WHAT IS BEING ASKED. Render every line of the records below as a numbered list, skipping blank lines and leaving out the pictures.

>> BEGIN DATA EXTRACT

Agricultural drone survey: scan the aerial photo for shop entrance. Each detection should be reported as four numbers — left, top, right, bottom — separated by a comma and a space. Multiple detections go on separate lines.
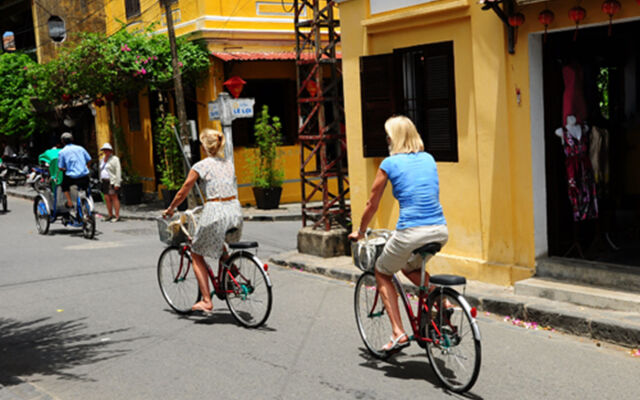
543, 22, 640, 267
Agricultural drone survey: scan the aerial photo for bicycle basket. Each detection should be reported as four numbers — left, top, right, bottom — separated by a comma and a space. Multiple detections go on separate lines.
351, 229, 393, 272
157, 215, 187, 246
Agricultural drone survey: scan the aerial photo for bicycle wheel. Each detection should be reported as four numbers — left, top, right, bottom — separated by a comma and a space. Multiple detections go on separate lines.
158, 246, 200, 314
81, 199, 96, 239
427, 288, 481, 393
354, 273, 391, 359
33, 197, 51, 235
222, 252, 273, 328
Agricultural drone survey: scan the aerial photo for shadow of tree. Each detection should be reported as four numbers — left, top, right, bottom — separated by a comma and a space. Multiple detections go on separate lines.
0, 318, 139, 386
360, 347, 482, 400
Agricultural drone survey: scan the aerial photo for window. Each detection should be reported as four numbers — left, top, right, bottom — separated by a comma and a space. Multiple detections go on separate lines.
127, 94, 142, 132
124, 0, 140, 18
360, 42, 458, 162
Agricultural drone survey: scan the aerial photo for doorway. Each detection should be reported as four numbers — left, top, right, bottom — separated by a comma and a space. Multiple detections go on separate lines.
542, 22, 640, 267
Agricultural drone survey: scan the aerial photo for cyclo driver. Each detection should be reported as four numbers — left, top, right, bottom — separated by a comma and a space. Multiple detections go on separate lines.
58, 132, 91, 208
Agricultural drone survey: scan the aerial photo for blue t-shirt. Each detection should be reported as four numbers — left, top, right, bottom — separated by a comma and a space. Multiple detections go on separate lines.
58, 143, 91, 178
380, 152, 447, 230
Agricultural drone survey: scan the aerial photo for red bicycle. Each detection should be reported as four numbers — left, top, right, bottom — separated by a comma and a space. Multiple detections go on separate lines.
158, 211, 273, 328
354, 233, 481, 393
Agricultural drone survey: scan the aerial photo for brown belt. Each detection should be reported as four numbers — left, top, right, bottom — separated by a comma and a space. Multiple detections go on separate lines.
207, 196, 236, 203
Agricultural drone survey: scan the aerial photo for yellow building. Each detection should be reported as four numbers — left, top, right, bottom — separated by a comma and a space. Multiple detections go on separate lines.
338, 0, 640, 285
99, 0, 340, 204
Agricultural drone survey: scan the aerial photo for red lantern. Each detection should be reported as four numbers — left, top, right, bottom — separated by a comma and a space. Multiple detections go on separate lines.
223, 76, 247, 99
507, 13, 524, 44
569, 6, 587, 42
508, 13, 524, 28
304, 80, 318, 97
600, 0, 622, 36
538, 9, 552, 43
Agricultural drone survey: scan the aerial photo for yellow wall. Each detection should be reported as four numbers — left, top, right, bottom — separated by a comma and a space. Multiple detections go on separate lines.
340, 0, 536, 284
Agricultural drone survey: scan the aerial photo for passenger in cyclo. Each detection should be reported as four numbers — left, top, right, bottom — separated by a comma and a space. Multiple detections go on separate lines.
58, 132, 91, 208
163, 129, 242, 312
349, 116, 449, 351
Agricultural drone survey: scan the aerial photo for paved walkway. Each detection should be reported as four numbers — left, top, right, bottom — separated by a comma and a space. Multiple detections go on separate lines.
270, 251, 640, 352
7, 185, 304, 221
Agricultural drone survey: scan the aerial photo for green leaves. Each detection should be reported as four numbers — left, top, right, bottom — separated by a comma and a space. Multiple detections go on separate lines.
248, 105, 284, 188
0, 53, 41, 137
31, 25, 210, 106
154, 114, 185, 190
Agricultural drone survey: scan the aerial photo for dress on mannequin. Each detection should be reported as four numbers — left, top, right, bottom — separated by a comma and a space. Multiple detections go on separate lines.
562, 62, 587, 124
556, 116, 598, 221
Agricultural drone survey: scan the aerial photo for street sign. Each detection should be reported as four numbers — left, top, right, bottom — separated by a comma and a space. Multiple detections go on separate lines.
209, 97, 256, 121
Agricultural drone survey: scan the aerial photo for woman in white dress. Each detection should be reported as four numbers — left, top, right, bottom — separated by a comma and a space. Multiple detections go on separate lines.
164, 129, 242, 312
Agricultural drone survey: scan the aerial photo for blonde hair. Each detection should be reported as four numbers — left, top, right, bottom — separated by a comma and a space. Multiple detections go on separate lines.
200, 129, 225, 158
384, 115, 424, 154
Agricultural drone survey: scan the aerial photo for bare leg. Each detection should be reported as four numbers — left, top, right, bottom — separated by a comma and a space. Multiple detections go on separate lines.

>> END DATA EXTRACT

FULL OUTPUT.
1. Agricultural drone survey: scan the aerial photo for shop entrance. Each detection should be reported as four numbers — left, top, right, bottom — separated by a comma and a space. Multiple detections go on separate lines.
2. 543, 22, 640, 267
3. Agricultural drone survey: scan the aerial photo for bicycle basket. Each detection should be reported as four numbers — left, top, right, bottom — separated by a comma and a space. Multiple detections go on separate lines.
4. 351, 229, 393, 272
5. 157, 215, 187, 246
6. Agricultural drone survey: scan the aerial photo for bicycle wheel. Each detection should be reported as four numbers — left, top, right, bottom — separated by a comma and a space. Multiple detections go on separate lines.
7. 158, 246, 200, 314
8. 81, 199, 96, 239
9. 427, 288, 481, 393
10. 354, 273, 391, 359
11. 33, 197, 51, 235
12. 222, 252, 273, 328
13. Agricultural drone survey: scan the aerial photo for shadow of tree. Each detection should be reported as four numbers — left, top, right, bottom — separated by a comma and a space. Multiple detections go on separate lines.
14. 0, 318, 139, 386
15. 360, 347, 482, 400
16. Agricultural drone survey: scan the aerial photo for window. Each detection should be reported as four numbers — left, top, right, bottom — separated by a comma and a space. Multiple detections go on separate lines.
17. 127, 94, 142, 132
18. 124, 0, 140, 18
19. 360, 42, 458, 162
20. Agricultural drone survey: scan the aerial photo for doorway. Each detection should be reported as four numbers — left, top, right, bottom — separated by a comma and a space. Multiple detections go on separate lines.
21. 542, 22, 640, 267
22. Agricultural drone survey: scan the aerial photo for cyclo driver. Each detection should be reported as four numbers — left, top, right, bottom — separated by a comma and a space. Multiple detections go on separate lines.
23. 58, 132, 91, 208
24. Agricultural drone survey: scan the aerial photo for blue t-shirt. Each detection should be reported as four numbers — left, top, right, bottom — separated by a comma and a space. Multiple detections go on separate lines.
25. 58, 143, 91, 178
26. 380, 152, 447, 230
27. Agricultural drone survey: scan the aerial photo for red bicycle. Each detection should be reported as four numbers — left, top, right, bottom — separated by a comma and a space. Multiple detections go on separate lines.
28. 158, 211, 273, 328
29. 354, 233, 481, 393
30. Agricultural drone survey: scan the aerial photo for brown belt. Each detection should be reported as four numbers — left, top, right, bottom — separated by a comma and a space. Multiple detections go on separate lines.
31. 207, 196, 236, 203
32. Agricultural drone survey: scan the aerial photo for yellow building. Each detection should be reported as four numbers — left, top, right, bottom — separated by a comma and a space. Multiple detections go on separate lines.
33. 338, 0, 640, 285
34. 99, 0, 340, 204
35. Agricultural drone survey: scan the aerial photo for red lantern. Each detection should be reported as four numbers — left, top, right, bottom — separated by a comma and a space. Multiple detections go on separate lines.
36. 223, 76, 247, 99
37. 507, 13, 524, 44
38. 569, 6, 587, 42
39. 508, 13, 524, 28
40. 304, 80, 318, 97
41. 600, 0, 622, 36
42. 538, 9, 552, 43
43. Agricultural drone survey: scan the aerial photo for yellow wall. Each detection should be reported as four numbers — left, top, right, bottom — separated by a comma and a space. Multiple detections go on separate lines.
44. 340, 0, 536, 284
45. Agricultural drone survey: scan the aerial photo for passenger in cyclo. Each detection should be reported as four numbers — left, top, right, bottom — separated by a comma and a space. Multiple detections go on separate lines.
46. 58, 132, 91, 208
47. 163, 129, 242, 312
48. 349, 116, 449, 351
49. Agricultural drone survey: scan the aerial photo for paved walkway. Each detection should be reported as four numbers — left, top, right, bottom — separated by a comma and a space. Multiple detections go on separate lines.
50. 270, 251, 640, 352
51. 7, 185, 304, 221
52. Agricultural drone survey: scan the aerial photo for green leaves. Each detection should be reported as four numbers — left, top, right, bottom — separated by a comma and a space. Multiple detections go on separate lines.
53. 248, 105, 284, 188
54. 0, 53, 41, 137
55. 31, 25, 210, 106
56. 154, 114, 185, 190
57. Agricultural drone survey: scan the aerial photo for dress on mannequin. Each detection should be reported as four numbers — left, top, right, bottom — separated by a comma and a space. Multiple detections go on separate lines.
58. 562, 62, 587, 124
59. 556, 116, 598, 221
60. Agricultural drone survey: scan the aerial photo for street sign. Each detection should be reported as four numbers — left, top, right, bottom — separated by a comma and a space. Multiple detections go on separate lines.
61. 209, 97, 256, 121
62. Agricultural drone survey: scan the aerial photo for woman in white dress. Each detection should be reported as four numbers — left, top, right, bottom — separated by a comma and a space. Multiple detections go on separate lines.
63. 164, 129, 242, 312
64. Agricultural drone survey: scan the aerial photo for blonde hair. Each detection should be reported as four numbers — left, top, right, bottom — separated by a comma and a space. Multiple detections go on separate lines.
65. 200, 129, 225, 158
66. 384, 115, 424, 154
67. Agricultural drone survey: scan the aerial photo for bare leg. Each detection should be reported as four numbers — left, top, right, bottom — separated by a comma and a space. Multiple detections go on separate lines.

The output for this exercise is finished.